[BEGIN]
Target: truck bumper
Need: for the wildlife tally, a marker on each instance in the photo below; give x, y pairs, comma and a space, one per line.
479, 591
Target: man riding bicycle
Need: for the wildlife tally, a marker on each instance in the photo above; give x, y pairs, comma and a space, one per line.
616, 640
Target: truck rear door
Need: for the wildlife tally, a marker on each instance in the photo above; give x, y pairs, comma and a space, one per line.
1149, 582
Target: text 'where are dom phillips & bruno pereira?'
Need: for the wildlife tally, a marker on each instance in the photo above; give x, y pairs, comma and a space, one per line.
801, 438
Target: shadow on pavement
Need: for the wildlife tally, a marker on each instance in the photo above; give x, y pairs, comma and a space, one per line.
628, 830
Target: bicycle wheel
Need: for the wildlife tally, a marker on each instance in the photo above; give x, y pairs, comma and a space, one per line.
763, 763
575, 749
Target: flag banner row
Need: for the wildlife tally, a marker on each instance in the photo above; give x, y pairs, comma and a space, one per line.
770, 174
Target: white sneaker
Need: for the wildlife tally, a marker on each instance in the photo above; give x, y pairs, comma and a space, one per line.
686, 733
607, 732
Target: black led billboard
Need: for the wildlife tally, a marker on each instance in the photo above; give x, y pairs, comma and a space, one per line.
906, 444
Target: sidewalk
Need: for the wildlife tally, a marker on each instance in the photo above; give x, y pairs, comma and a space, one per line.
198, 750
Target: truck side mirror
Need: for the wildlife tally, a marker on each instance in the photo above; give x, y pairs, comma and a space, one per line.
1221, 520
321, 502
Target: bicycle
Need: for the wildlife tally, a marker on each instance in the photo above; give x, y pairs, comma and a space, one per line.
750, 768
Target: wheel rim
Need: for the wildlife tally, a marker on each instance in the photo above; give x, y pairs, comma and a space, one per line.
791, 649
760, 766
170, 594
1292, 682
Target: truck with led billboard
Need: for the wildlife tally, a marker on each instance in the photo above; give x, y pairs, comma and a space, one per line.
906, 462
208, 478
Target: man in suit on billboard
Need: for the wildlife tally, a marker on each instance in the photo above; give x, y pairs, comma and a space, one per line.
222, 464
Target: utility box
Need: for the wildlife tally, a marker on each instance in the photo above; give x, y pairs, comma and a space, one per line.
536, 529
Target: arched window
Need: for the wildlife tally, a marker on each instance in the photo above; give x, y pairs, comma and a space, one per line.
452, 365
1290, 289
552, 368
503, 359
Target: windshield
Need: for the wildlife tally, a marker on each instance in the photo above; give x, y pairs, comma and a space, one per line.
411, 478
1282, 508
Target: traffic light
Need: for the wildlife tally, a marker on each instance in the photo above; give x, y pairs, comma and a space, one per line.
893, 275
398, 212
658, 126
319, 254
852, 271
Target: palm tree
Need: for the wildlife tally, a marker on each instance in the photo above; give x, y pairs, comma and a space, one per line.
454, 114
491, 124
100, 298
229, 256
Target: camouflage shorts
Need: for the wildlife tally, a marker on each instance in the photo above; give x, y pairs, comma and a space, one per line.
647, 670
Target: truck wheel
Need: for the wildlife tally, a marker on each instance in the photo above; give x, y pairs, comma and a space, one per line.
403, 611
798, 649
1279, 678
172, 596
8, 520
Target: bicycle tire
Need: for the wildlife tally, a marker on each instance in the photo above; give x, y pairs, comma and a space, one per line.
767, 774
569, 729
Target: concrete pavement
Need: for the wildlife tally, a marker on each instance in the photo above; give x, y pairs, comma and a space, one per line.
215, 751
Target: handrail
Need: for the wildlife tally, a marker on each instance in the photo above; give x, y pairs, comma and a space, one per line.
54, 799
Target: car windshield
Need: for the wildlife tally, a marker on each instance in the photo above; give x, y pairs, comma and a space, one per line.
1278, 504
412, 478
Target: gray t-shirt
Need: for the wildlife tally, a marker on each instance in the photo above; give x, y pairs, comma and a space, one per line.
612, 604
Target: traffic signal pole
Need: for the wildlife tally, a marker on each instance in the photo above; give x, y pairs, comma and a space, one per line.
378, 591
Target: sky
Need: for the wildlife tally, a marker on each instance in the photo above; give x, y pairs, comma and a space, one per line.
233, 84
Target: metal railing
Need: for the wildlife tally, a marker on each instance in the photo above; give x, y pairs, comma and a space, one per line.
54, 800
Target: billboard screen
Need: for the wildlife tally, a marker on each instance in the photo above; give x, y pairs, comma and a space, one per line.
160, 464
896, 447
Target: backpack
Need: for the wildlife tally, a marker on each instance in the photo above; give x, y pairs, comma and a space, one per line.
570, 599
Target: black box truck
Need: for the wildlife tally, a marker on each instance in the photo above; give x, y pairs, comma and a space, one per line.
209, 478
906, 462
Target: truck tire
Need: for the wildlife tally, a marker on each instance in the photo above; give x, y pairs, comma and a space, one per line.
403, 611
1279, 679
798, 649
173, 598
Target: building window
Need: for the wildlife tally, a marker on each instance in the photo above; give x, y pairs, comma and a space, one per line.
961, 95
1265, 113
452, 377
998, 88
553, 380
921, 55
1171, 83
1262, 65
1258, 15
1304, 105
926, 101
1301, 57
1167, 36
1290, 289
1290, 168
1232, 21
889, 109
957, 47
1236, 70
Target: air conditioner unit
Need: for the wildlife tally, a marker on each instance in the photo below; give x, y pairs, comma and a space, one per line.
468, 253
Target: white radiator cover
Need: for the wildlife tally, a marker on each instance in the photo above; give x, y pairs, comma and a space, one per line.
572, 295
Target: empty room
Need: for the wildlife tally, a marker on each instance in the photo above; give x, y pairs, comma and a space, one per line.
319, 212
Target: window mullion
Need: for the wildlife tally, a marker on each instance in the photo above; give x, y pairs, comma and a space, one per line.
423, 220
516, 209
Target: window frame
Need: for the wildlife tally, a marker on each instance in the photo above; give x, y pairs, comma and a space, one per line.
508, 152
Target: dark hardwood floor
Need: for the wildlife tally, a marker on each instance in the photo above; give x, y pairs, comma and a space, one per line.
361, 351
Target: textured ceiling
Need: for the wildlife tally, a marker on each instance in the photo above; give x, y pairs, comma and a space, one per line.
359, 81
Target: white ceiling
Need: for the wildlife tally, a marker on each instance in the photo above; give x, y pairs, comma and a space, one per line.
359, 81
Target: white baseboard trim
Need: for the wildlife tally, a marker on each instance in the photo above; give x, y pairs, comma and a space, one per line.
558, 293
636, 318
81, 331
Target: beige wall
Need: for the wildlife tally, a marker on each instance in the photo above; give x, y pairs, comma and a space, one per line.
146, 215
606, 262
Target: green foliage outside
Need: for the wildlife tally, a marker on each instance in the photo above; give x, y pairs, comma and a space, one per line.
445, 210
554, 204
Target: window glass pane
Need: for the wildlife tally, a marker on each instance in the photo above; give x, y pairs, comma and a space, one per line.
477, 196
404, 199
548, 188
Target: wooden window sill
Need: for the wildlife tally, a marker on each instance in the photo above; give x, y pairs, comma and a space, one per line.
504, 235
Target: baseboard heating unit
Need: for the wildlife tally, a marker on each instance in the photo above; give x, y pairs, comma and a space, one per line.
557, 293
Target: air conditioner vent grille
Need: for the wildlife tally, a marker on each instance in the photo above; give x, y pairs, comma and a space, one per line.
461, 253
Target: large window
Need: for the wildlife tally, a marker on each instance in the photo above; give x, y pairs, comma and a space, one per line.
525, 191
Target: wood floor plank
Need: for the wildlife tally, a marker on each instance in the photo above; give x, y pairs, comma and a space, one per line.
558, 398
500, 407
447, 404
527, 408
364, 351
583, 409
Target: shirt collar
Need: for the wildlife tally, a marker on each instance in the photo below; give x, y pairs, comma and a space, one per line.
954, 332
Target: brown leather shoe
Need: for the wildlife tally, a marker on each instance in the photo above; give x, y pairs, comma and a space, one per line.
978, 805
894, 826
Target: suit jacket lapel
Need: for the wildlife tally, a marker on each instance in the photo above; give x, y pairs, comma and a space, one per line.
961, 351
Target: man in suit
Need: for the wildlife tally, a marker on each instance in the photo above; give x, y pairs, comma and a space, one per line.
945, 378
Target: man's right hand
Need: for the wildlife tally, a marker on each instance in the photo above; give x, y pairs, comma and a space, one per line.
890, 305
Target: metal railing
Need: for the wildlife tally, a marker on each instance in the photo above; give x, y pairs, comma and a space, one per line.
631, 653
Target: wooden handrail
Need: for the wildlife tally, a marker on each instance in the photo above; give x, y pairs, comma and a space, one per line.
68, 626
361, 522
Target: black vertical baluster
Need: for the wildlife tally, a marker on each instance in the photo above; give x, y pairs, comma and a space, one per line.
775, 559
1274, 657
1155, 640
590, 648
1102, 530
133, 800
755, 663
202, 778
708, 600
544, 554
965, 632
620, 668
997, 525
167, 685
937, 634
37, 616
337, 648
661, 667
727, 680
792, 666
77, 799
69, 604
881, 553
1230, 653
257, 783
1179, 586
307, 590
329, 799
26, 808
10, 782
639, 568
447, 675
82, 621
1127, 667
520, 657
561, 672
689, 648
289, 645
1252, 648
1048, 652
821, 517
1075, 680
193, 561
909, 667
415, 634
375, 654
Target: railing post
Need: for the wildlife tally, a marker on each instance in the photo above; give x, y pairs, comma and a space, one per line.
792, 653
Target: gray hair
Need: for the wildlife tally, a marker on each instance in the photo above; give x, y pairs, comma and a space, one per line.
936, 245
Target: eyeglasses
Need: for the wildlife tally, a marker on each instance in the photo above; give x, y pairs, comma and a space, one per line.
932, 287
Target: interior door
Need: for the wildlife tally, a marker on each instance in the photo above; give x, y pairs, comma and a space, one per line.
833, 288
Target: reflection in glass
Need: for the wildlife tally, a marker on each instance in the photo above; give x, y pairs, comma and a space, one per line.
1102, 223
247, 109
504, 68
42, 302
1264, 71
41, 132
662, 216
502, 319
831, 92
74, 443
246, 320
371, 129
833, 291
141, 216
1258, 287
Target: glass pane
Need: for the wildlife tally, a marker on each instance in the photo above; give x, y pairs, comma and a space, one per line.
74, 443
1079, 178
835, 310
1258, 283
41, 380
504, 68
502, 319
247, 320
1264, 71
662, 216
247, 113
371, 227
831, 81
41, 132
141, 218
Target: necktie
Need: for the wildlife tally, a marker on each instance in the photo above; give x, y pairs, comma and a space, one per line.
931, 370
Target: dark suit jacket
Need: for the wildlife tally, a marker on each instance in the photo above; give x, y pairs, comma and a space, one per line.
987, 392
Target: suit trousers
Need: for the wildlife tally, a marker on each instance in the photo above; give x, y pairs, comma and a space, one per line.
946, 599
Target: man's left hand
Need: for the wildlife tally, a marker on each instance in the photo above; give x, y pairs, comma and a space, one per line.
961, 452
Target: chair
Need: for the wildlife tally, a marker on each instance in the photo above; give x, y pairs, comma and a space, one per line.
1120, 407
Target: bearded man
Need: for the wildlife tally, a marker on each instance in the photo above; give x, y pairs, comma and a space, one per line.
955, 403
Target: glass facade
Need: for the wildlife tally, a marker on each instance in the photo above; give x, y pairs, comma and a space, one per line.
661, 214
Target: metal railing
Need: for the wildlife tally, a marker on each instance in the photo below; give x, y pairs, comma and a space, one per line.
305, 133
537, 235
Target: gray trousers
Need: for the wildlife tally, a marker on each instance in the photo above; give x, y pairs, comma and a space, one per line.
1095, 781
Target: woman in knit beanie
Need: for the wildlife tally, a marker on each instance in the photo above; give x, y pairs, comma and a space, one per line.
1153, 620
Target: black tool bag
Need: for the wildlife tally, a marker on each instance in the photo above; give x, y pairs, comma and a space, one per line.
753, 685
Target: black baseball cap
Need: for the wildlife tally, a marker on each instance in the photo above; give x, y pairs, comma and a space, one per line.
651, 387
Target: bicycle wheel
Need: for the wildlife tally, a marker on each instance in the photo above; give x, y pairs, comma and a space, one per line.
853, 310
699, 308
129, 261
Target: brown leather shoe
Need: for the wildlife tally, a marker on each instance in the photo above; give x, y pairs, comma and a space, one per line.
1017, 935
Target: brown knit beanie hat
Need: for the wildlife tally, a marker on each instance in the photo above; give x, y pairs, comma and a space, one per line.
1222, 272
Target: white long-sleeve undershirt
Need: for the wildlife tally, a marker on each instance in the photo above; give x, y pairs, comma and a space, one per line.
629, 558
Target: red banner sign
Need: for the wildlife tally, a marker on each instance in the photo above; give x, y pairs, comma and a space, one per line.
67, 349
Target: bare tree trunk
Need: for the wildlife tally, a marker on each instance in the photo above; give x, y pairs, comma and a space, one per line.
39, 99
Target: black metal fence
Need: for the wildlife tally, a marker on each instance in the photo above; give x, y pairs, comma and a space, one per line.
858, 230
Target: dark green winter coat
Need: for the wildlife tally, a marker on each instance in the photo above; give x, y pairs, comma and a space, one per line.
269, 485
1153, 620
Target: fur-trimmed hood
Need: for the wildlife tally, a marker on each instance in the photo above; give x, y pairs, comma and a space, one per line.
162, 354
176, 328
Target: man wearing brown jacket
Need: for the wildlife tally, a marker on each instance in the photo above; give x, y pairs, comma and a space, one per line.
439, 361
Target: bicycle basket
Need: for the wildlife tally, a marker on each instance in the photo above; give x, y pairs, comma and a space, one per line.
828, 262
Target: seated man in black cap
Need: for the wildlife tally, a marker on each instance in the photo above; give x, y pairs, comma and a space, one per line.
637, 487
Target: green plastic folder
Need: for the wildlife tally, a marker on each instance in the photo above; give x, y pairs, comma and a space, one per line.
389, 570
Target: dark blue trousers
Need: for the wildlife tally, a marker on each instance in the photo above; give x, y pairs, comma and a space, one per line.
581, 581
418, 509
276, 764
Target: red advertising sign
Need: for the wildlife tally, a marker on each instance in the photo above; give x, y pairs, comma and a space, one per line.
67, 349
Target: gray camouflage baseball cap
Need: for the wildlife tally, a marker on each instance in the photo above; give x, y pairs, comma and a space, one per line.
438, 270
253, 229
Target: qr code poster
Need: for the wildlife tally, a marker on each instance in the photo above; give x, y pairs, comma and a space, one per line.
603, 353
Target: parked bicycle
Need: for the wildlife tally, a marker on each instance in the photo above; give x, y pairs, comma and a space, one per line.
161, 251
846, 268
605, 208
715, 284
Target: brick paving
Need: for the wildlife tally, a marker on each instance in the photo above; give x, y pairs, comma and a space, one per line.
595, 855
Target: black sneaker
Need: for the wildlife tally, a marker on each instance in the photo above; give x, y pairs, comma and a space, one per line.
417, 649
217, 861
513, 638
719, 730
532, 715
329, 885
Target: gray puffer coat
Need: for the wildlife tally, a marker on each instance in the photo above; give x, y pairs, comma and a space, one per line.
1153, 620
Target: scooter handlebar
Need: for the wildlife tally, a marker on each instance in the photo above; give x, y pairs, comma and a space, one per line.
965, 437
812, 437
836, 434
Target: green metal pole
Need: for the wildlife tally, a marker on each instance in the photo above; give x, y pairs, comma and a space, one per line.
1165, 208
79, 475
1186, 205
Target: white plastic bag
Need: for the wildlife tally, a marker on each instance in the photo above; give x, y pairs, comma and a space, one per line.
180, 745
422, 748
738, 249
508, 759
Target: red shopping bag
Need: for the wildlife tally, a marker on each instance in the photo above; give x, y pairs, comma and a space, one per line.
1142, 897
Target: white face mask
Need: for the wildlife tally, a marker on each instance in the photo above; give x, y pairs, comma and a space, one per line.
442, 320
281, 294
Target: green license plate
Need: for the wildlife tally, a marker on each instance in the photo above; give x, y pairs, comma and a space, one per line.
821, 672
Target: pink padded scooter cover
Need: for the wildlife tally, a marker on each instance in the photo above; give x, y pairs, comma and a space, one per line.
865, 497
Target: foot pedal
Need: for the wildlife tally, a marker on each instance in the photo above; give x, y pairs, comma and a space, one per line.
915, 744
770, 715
[END]
### What you need to do
Can you copy out, word for word, the stretch of the entries that opens with the line containing "Target: white plastic bag" and runs through the last line of the entries, with both of those lines included?

### Exercise solution
Target: white plastic bag
Need: for the wildlife tally, a marker on each instance in the photo above; give x, y pairs, comma and a space, one per line.
180, 745
422, 748
738, 249
508, 759
Target: red shopping bag
Need: for the wildlife tally, a marker on each instance in the photo above; give x, y pairs, comma and a space, one per line.
1142, 897
Target: white face mask
Need: for the wildlife tally, a marker on each instance in the photo above; give x, y pairs, comma and a space, one per line.
442, 320
281, 294
Target: green license plate
Need: for the wildlife tally, a marker on each instance in the photo above; give x, y pairs, comma and a space, one per line.
821, 672
Target: pink padded scooter cover
Need: for the wildlife tally, a marker on each instance in the photo above; give x, y pairs, comma and a space, one per line.
865, 497
Target: foot pedal
Need: for the wildlife tally, a marker on each instance in the photo above; give x, y pairs, comma and a space, one per line.
915, 744
770, 715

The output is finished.